• Given data:
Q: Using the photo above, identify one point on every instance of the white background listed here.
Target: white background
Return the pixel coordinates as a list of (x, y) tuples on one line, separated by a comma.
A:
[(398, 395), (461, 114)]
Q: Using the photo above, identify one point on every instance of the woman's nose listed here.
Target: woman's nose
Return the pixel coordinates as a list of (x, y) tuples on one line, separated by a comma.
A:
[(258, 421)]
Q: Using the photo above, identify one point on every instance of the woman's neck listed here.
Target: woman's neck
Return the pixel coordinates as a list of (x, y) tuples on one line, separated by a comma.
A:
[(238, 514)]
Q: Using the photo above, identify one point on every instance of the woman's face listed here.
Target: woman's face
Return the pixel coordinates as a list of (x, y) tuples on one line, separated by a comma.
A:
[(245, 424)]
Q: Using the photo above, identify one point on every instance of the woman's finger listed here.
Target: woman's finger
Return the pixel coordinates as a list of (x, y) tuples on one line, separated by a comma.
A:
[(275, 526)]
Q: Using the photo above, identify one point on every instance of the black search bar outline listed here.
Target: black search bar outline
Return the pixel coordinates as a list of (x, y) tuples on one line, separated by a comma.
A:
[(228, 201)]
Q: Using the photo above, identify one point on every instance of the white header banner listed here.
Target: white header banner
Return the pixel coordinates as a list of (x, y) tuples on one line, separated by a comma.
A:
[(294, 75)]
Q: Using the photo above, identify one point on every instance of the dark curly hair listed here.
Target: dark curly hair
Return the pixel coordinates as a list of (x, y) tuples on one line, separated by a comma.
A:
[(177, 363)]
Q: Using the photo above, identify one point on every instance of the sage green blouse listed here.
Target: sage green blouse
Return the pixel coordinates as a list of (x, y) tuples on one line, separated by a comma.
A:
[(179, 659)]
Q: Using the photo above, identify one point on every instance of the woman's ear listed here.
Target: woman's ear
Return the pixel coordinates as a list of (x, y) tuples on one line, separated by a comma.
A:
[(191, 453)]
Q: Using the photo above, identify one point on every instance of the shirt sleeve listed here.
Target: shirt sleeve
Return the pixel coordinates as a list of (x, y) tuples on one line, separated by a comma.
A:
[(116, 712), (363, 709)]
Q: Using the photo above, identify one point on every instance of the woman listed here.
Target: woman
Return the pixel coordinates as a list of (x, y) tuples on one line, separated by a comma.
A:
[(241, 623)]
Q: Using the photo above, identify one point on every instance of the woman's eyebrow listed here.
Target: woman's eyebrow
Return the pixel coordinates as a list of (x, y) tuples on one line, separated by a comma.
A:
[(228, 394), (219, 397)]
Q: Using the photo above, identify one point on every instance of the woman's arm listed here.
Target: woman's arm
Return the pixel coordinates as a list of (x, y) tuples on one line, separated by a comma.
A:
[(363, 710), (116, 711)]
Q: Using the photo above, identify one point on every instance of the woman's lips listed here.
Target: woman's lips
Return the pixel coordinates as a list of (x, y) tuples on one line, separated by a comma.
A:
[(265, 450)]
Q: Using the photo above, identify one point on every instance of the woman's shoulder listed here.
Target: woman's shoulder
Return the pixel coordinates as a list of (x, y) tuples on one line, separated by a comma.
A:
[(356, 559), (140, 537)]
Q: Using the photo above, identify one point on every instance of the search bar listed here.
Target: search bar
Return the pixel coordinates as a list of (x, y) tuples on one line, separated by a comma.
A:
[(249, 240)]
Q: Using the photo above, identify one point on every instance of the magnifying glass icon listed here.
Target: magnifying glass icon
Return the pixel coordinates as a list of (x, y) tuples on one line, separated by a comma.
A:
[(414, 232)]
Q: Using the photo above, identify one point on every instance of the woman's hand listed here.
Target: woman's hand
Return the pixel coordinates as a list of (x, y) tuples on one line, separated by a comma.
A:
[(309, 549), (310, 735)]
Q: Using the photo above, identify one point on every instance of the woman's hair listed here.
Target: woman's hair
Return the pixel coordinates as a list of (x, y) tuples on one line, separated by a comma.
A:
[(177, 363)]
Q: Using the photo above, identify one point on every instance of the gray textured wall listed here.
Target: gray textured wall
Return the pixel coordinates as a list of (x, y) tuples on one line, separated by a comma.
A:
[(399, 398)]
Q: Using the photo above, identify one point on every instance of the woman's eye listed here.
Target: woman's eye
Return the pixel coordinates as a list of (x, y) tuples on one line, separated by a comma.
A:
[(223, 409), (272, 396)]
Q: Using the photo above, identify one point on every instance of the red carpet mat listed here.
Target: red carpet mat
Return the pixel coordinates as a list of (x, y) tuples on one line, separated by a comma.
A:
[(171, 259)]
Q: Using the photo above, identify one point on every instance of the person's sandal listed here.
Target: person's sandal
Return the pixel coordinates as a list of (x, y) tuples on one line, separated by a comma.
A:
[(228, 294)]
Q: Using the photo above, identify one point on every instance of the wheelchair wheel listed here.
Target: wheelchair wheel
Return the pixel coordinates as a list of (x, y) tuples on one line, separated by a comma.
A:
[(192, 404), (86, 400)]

• Written problem: Reproduce all of the material above, replacing every occurrence of "separated by a comma" with "separated by commas" and leaving everything else unchanged.

• Full solution:
Q: Using the photo above, identify one point on every instance of the white background listed here.
Target: white background
Return the pixel coordinates as a list of (x, y) tuples on one line, separated by commas.
A:
[(398, 395), (461, 114)]
Q: Using the photo above, identify one point on every instance of the woman's nose listed here.
Target: woman's nose
Return the pixel coordinates as a list of (x, y) tuples on one line, separated by commas.
A:
[(258, 421)]
Q: Using the photo above, identify one point on every instance of the woman's neck listed here.
Target: woman's neck
Return the pixel coordinates as a list of (x, y) tuples on one line, separated by commas.
A:
[(238, 514)]
Q: Using the photo above, identify one point on every instance of the woman's face listed here.
Target: woman's face
Return the pixel coordinates as a list of (x, y) tuples on one line, separated by commas.
A:
[(245, 424)]
Q: Using the photo above, identify one point on every instance of the woman's finger listed here.
Target: woman's finger
Return the pixel coordinates as a list of (x, y) tuples on one line, separated by commas.
A:
[(275, 526)]
Q: Using the photo above, identify one point on every instance of the black search bar outline listed here.
Target: black search bar outline
Return the pixel coordinates as a list of (x, y) tuples on one line, separated by commas.
A:
[(228, 201)]
Q: Using the photo above, identify one point on every instance of the white header banner listed here.
Target: white header banner
Return the pixel coordinates as a list of (x, y) tuples on one line, separated by commas.
A:
[(294, 75)]
Q: Using the photo above, identify one point on every instance of the dark curly hair listed here.
Target: dark curly hair
Return the pixel coordinates as a list of (x, y) tuples on one line, separated by commas.
A:
[(177, 363)]
Q: Using the photo above, identify one point on every instance of the sage green blouse listed here.
Target: sage green blouse
Return the pixel coordinates as a list of (x, y) tuples on one line, separated by commas.
A:
[(179, 659)]
Q: Using the photo above, identify one point on every instance of the woman's ear listed here.
Target: woman's ear
Return the pixel coordinates as a list of (x, y) tuples on one line, separated by commas.
A:
[(191, 453)]
Q: Using the photo above, identify one point on every instance of the shirt sleeve listed here.
Target: shirt sleeve
Return the pixel coordinates as a list of (x, y) tuples on one line, separated by commas.
A:
[(116, 712), (363, 709)]
Q: Using the photo above, identify one point on every instance of the woman listed here.
Target: woman
Return the pixel coordinates as a list of (x, y) tuples on one line, separated by commas.
A:
[(241, 623)]
Q: Using the photo above, identify one point on every instance of the woman's eyebrow listed here.
Target: woman's eyebrow
Return the pixel coordinates as a list of (x, y) tuples on one line, separated by commas.
A:
[(228, 394), (219, 397)]
Q: Using the photo above, identify one point on every instance of the woman's arm listed here.
Target: woman's arm
Return the pixel coordinates as a list of (x, y) tuples on one line, separated by commas.
A:
[(363, 710), (116, 711)]
Q: Using the photo above, identify one point on every instance of the woman's lips listed here.
Target: woman's lips
Return the pixel coordinates as a list of (x, y) tuples on one line, separated by commas.
A:
[(265, 450)]
Q: Using the photo above, identify one point on every instance of the woman's shoulder listed here.
Target: woman's shoulder
Return the pixel coordinates as a list of (x, y) tuples on one line, separated by commas.
A:
[(356, 559), (140, 537)]
Q: Using the photo above, identify one point on every instance of the search bar listed here.
Target: search bar
Return the pixel coordinates as a list of (x, y) tuples on one line, separated by commas.
A:
[(249, 240)]
Q: Using the photo above, identify one point on every instance of the magnifying glass icon listed here.
Target: magnifying glass icon
Return the pixel coordinates as a list of (x, y) tuples on one line, separated by commas.
A:
[(414, 232)]
Q: Using the photo above, identify one point on every instance of the woman's hand listed here.
Target: woman's hand
Return the pixel coordinates as a list of (x, y) tuples on one line, separated by commas.
A:
[(309, 549), (310, 735)]
Q: Using the photo above, identify one point on every instance of the woman's hair listed here.
Target: woman's hair
Return the pixel coordinates as a list of (x, y) tuples on one line, separated by commas.
A:
[(177, 363)]
Q: Using the photo above, identify one point on every instance of the gray textured wall listed here.
Target: gray textured wall
Return the pixel coordinates as a list of (x, y) tuples on one line, separated by commas.
A:
[(399, 398)]
Q: Using the photo above, identify one point on every instance of the woman's eye listed here.
Target: woman's eye
Return the pixel coordinates as a list of (x, y) tuples on one line, separated by commas.
A:
[(223, 409), (272, 396)]
Q: Using the photo above, identify one point on every instance of the red carpet mat listed here.
Target: red carpet mat
Return the pixel coordinates as a list of (x, y) tuples on one line, separated by commas.
A:
[(171, 259)]
Q: Using the photo above, identify one point on every instance of the person's sandal listed here.
Target: person's sandal
Return the pixel coordinates as a list of (x, y) tuples on one line, separated by commas.
A:
[(228, 294)]
Q: Using the photo above, identify one point on every instance of the wheelchair wheel listed here.
Target: wheelchair wheel
Return the pixel coordinates as a list of (x, y) tuples on one line, separated by commas.
A:
[(192, 404), (86, 400)]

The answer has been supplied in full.